DOCUMENT TEXT:
▼▼▼

Nitpick, except that sometimes it isn’t a nitpick, in some contexts it matters:
Most E. coli aren’t harmful to humans. Some E. coli are beneficial to humans; your gut is full of e. coli if you’re in any sort of normal state of health, and they’re helping you digest your food.
E. coli 0157, and some other strains, are another matter altogether, and can indeed kill you.
There are materials labeled for use by organic growers as pesticides. These are naturally-occuring substances, which the ecology as a whole has evolved along with. Some such substances aren’t allowed in either organic or conventional agriculture due to toxicity. The ones that are allowed in organic agriculture are allowed only for certain uses under certain conditions (this is to some extent true also of conventional agriculture, but they’re allowed to use pesticides as a first resort as well as allowed to use a much greater range of them.) Many organic crops have no pesticide use at all, even of allowed materials; but some do.
Plus which, there are pesticides in the rain.
So, while organic produce generally carries much less of a pesticide load than conventional, less isn’t guaranteed to be zero.

▲▲▲

INFORMATION GIVEN:
▼▼▼

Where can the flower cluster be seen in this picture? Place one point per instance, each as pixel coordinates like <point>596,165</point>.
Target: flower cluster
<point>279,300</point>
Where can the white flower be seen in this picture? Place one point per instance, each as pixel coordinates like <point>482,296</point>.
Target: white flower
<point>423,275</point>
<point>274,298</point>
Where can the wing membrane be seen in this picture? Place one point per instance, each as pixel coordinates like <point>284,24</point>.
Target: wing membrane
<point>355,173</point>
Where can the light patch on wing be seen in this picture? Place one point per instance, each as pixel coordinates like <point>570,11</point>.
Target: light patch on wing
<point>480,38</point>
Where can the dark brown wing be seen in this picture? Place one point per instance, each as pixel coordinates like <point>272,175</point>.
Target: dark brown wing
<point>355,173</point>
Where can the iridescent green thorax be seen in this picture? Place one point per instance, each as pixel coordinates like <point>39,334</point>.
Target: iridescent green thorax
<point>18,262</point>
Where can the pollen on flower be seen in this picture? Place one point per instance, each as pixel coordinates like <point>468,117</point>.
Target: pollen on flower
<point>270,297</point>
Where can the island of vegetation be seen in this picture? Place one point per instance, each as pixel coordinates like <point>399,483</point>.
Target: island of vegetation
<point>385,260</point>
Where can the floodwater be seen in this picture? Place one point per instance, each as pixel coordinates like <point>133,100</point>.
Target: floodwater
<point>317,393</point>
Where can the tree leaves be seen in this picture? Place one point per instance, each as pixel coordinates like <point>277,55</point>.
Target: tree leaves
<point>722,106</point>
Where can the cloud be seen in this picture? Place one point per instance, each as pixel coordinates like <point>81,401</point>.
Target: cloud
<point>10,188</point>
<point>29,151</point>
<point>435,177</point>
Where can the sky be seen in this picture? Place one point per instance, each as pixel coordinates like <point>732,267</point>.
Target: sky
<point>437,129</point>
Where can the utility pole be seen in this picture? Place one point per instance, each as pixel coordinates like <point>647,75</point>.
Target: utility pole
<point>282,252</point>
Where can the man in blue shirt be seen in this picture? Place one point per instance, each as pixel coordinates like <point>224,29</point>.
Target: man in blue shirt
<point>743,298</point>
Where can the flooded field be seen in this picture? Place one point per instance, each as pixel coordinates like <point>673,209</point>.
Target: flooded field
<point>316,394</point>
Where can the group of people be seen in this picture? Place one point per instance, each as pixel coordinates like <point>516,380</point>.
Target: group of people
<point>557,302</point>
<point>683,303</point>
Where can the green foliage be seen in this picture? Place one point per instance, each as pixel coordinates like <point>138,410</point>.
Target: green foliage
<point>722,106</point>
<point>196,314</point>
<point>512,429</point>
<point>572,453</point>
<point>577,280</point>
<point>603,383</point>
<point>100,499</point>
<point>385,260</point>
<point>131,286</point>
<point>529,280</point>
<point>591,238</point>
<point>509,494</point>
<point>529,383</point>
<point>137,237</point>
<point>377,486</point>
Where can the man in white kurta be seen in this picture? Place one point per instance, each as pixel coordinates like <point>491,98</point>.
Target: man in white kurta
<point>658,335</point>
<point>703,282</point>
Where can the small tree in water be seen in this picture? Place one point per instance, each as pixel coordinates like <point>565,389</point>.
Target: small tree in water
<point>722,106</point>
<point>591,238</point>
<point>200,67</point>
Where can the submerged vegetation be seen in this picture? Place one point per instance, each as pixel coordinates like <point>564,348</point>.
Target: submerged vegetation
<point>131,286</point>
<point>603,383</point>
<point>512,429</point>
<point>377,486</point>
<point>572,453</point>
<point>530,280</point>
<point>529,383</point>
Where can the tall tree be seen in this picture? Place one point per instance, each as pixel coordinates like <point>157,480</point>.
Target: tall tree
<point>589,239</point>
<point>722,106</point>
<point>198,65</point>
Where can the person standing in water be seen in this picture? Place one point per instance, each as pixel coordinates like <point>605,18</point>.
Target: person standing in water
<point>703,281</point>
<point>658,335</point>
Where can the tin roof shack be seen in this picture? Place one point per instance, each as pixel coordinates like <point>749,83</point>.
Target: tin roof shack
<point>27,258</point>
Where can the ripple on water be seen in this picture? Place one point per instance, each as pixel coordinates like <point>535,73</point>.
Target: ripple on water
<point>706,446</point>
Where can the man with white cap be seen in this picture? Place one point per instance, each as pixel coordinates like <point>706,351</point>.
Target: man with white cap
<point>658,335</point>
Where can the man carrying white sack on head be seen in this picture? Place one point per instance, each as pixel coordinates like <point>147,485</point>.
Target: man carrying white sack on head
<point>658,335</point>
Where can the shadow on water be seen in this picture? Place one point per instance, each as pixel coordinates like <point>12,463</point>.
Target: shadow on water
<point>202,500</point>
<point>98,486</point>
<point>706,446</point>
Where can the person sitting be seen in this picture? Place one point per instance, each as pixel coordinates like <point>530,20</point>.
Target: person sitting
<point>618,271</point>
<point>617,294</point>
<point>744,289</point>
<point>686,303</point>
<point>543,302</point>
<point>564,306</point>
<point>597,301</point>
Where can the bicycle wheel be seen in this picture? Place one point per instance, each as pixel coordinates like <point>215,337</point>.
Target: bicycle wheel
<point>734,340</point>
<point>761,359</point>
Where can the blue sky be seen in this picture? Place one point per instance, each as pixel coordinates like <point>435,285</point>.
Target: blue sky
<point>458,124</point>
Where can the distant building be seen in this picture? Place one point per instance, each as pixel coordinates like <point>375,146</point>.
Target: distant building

▲▲▲

HOW TO COMPLETE THIS TASK:
Continue the text on E. coli strains and pesticide residues in organic produce, starting after its final sentence.

EXERCISE OUTPUT:
And birds fly over the fields; of organic and conventional growers alike. Possibly more of them over the fields of organic growers. Rinsing off your produce is a good idea.
Some pesticides, especially some synthetic ones, are systemic: they’re taken up by the plant as a whole. Systemics won’t wash off. But others, and most other things you don’t want to eat, will wash off.
That is just a lie. Copper fungicides (like copper sulfate and copper oxychloride ) are approved as “organic” pesticides both in the EU and US and probably the UK too. I have never seen copper sulfate or copper oxychloride occur naturally - so these are man made chemicals.
Another example is potassium soaps which is approved as an organic pesticide. This is a man made chemicals too.
Before Covid, the big threat in Hawaii was/is rat lungworm which can make their way into tiny slugs and snails which can’t be easily seen on produce. There have have been dozens of cases and according to one report, at least 82 deaths as of 2019. Once ingested, it can result in a painful death.
On the produce shelf, the slugs and snails can travel to other produce from outside the islands. So I always thoroughly wash all produce that isn’t completely plastic bagged and never eat any part of the fruit that exposed, e.g. the part of the banana without it’s stem.
Where will that additional land come from ? Yes, you guessed correctly - forests will have to be cut down to make more agricultural land!!
The internet is filled with green washing but look for peer reviewed journal papers debating the issue.
Yes overuse of fertilizers, GMOs and insecticides are bad but all organic is no panacea either.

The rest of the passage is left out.